START Dataset records

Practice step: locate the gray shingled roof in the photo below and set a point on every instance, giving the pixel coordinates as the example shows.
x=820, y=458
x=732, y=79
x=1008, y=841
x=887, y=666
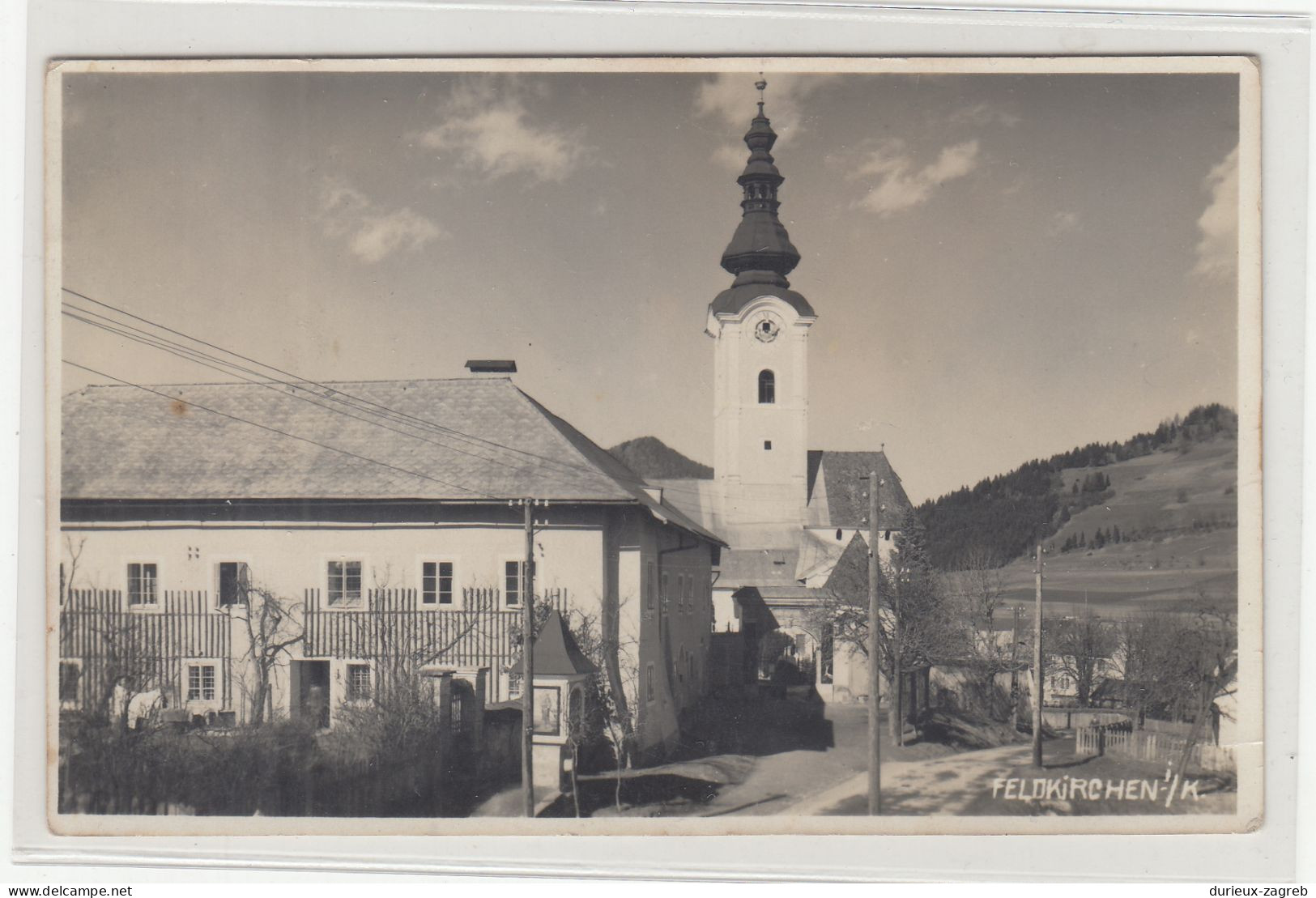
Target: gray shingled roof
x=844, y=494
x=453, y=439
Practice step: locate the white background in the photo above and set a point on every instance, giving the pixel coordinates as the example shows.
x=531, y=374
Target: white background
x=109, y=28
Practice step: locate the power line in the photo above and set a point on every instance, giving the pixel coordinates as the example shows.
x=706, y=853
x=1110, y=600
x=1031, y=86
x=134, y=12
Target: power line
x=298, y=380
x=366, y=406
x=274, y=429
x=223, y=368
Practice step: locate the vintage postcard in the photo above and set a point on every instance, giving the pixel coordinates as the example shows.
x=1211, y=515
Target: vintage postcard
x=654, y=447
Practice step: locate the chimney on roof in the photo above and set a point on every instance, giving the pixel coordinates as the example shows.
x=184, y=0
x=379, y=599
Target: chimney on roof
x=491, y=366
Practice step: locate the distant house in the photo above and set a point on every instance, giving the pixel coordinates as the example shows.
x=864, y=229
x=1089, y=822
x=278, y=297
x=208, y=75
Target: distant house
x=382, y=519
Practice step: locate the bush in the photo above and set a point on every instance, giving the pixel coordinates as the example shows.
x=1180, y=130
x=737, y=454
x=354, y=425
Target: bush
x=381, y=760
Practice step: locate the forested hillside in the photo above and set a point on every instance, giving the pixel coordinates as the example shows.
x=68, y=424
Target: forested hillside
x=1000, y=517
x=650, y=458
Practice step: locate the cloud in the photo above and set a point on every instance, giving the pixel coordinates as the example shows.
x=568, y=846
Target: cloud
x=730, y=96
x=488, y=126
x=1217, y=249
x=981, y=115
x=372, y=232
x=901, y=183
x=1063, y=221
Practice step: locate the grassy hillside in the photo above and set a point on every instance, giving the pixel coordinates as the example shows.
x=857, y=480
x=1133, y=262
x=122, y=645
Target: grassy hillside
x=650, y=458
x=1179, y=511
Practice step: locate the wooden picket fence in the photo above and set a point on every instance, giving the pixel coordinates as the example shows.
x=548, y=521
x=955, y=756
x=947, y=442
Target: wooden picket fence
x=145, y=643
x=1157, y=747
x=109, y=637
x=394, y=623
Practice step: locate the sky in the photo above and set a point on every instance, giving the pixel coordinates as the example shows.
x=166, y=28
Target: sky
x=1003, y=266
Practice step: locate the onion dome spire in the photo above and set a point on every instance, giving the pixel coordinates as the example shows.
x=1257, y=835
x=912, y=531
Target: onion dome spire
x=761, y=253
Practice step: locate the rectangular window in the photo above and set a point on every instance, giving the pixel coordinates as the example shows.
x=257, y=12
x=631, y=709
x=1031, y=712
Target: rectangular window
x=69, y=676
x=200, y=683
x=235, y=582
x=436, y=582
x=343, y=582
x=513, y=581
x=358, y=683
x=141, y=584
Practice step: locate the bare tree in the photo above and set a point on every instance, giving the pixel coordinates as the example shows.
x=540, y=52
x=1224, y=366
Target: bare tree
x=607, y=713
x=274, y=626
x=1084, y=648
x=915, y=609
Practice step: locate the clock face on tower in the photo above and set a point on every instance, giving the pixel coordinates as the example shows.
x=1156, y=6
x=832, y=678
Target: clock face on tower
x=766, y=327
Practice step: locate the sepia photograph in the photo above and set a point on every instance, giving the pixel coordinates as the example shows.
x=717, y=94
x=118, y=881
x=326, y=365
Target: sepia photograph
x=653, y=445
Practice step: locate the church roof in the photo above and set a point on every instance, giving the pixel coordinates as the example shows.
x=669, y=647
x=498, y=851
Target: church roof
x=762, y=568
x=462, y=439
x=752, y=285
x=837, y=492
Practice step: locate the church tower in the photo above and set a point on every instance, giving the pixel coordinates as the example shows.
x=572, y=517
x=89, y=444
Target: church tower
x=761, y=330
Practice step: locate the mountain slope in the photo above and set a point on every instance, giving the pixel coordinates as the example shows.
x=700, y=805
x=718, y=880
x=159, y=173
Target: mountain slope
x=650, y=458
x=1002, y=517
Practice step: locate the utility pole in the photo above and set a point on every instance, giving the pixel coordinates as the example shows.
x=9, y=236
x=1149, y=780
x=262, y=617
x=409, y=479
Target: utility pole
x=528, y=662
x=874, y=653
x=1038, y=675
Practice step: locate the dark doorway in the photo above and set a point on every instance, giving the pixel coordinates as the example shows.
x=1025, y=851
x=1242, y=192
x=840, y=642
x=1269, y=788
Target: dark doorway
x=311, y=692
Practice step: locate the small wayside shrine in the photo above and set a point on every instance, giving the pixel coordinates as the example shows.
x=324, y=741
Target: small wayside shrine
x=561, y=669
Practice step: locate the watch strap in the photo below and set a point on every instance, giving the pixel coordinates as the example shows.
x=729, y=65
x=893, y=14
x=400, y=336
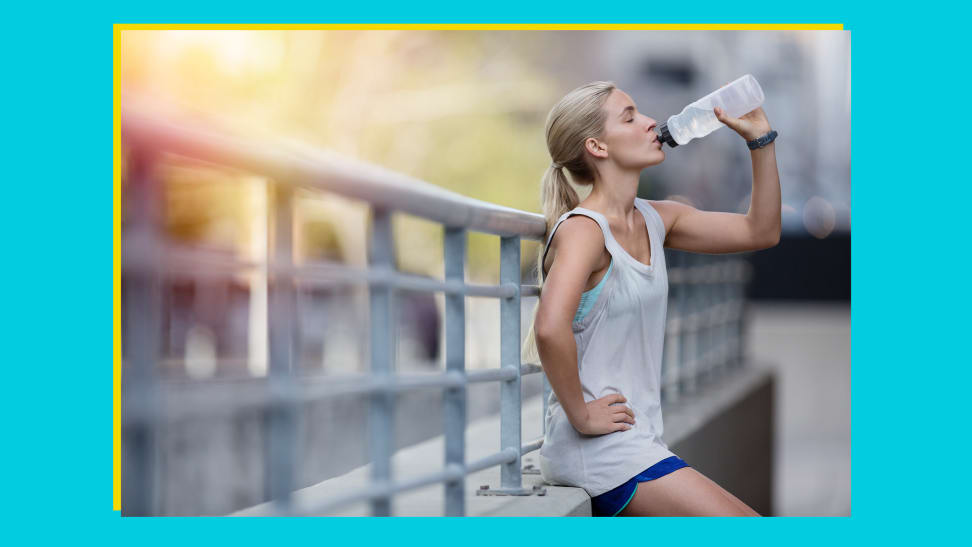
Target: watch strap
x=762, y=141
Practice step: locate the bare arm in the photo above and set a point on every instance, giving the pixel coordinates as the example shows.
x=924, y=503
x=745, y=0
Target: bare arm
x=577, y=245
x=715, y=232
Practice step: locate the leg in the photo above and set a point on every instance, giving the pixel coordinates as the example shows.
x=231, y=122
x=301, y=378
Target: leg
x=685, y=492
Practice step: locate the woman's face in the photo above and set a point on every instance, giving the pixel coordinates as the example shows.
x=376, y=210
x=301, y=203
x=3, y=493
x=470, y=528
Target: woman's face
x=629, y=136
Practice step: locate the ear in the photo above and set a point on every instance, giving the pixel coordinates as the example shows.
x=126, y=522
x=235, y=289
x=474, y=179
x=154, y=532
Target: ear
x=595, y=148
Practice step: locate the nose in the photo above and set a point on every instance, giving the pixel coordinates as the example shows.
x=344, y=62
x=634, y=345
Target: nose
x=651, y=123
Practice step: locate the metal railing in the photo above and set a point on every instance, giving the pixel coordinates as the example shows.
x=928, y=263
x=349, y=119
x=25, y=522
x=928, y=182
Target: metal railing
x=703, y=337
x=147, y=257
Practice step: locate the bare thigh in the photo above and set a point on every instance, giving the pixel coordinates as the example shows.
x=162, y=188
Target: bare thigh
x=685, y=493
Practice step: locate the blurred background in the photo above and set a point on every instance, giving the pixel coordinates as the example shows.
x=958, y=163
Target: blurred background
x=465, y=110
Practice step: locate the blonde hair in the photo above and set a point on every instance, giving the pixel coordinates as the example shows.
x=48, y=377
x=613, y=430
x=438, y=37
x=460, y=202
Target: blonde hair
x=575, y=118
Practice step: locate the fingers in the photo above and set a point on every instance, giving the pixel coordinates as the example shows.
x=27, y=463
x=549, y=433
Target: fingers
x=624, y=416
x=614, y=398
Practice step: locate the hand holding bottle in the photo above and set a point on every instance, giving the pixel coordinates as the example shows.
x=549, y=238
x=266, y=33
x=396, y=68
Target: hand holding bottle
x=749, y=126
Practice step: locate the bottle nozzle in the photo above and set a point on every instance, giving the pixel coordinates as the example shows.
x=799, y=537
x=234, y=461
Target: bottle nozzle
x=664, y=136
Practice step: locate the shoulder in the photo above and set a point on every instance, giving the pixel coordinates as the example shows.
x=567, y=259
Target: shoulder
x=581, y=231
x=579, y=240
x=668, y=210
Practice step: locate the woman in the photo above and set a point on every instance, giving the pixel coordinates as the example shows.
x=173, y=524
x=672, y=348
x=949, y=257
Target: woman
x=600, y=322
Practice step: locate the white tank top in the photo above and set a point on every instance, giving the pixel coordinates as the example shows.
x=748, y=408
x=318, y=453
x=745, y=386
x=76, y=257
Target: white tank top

END Dataset records

Directions:
Rescale the material from the line containing "Practice step: locate the shoulder" through the line containing "x=600, y=322", writing out every line again, requests included. Multiply each point coordinate in the answers by 1.05 and round to whole numbers, halves up, but leave the sample coordinates in the requests unchanged.

Solution to the exercise:
Practice step: locate the shoulder in the photo above and set a point on every instance, giving the pixel coordinates as the example shows.
x=567, y=259
Target: shoulder
x=610, y=243
x=608, y=252
x=701, y=221
Practice step: locate the woman in the photo above and set a point on every instance, giving the pixel coordinates as the example shows.
x=173, y=524
x=672, y=348
x=949, y=257
Target: woman
x=630, y=338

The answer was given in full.